[Lines of data]
BEGIN
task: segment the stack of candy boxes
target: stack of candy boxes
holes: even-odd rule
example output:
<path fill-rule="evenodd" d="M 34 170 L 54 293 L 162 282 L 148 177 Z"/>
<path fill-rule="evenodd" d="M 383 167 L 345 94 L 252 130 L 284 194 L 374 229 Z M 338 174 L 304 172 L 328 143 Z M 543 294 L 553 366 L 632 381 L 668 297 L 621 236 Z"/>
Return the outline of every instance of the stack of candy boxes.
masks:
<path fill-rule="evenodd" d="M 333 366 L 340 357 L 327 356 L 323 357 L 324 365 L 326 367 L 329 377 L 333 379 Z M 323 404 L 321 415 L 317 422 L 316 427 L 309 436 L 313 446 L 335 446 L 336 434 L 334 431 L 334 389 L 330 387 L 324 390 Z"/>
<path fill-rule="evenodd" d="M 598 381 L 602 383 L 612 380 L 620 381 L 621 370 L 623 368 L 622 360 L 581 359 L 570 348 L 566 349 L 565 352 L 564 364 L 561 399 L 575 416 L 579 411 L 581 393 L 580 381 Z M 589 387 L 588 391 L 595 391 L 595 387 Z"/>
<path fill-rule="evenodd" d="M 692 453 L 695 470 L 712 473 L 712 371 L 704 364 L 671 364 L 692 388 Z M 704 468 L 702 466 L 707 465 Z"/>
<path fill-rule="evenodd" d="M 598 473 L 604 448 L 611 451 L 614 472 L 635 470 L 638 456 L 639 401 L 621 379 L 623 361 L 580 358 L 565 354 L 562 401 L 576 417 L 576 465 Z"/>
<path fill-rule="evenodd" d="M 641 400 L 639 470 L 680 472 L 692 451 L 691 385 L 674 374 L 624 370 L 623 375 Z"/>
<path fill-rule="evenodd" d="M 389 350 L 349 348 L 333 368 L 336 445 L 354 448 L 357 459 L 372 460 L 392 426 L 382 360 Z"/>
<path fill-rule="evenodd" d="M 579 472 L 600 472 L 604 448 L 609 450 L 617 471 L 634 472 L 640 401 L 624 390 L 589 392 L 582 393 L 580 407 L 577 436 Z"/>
END
## WHAT YOU WILL DO
Rewrite the records above, replacing every "candy boxes" with "gift boxes" and leaving everything else untouched.

## FINISHED TASK
task: segment the stack of gift boxes
target: stack of gift boxes
holes: even-odd rule
example output:
<path fill-rule="evenodd" d="M 34 170 L 54 293 L 162 282 L 148 177 Z"/>
<path fill-rule="evenodd" d="M 383 167 L 345 94 L 252 130 L 284 194 L 374 229 Z M 338 174 L 304 172 L 328 143 Z M 543 294 L 553 366 L 632 381 L 668 297 L 621 236 Z"/>
Return the outline of every instance of the stack of gift boxes.
masks:
<path fill-rule="evenodd" d="M 333 366 L 340 357 L 327 356 L 323 357 L 324 365 L 326 367 L 329 377 L 333 379 Z M 323 404 L 321 415 L 317 422 L 316 427 L 309 436 L 313 446 L 335 446 L 336 434 L 334 431 L 334 389 L 330 387 L 324 390 Z"/>
<path fill-rule="evenodd" d="M 598 381 L 602 383 L 612 380 L 620 381 L 621 370 L 623 368 L 622 360 L 581 359 L 570 348 L 566 349 L 565 352 L 564 364 L 561 399 L 575 416 L 579 411 L 581 393 L 580 381 Z M 589 387 L 588 391 L 595 391 L 595 387 Z"/>
<path fill-rule="evenodd" d="M 692 453 L 695 470 L 712 473 L 712 371 L 704 364 L 671 364 L 692 388 Z M 704 468 L 702 466 L 707 465 Z"/>
<path fill-rule="evenodd" d="M 598 473 L 604 448 L 611 451 L 614 472 L 635 470 L 638 456 L 639 401 L 621 379 L 623 361 L 580 358 L 565 354 L 562 401 L 576 417 L 576 465 Z"/>
<path fill-rule="evenodd" d="M 641 400 L 639 470 L 680 472 L 692 451 L 691 385 L 674 374 L 624 370 L 623 375 Z"/>
<path fill-rule="evenodd" d="M 389 350 L 349 348 L 333 368 L 336 445 L 354 448 L 357 459 L 372 460 L 392 426 L 382 360 Z"/>
<path fill-rule="evenodd" d="M 579 472 L 600 472 L 604 448 L 609 450 L 617 471 L 634 472 L 640 401 L 624 390 L 589 392 L 582 393 L 580 407 L 577 436 Z"/>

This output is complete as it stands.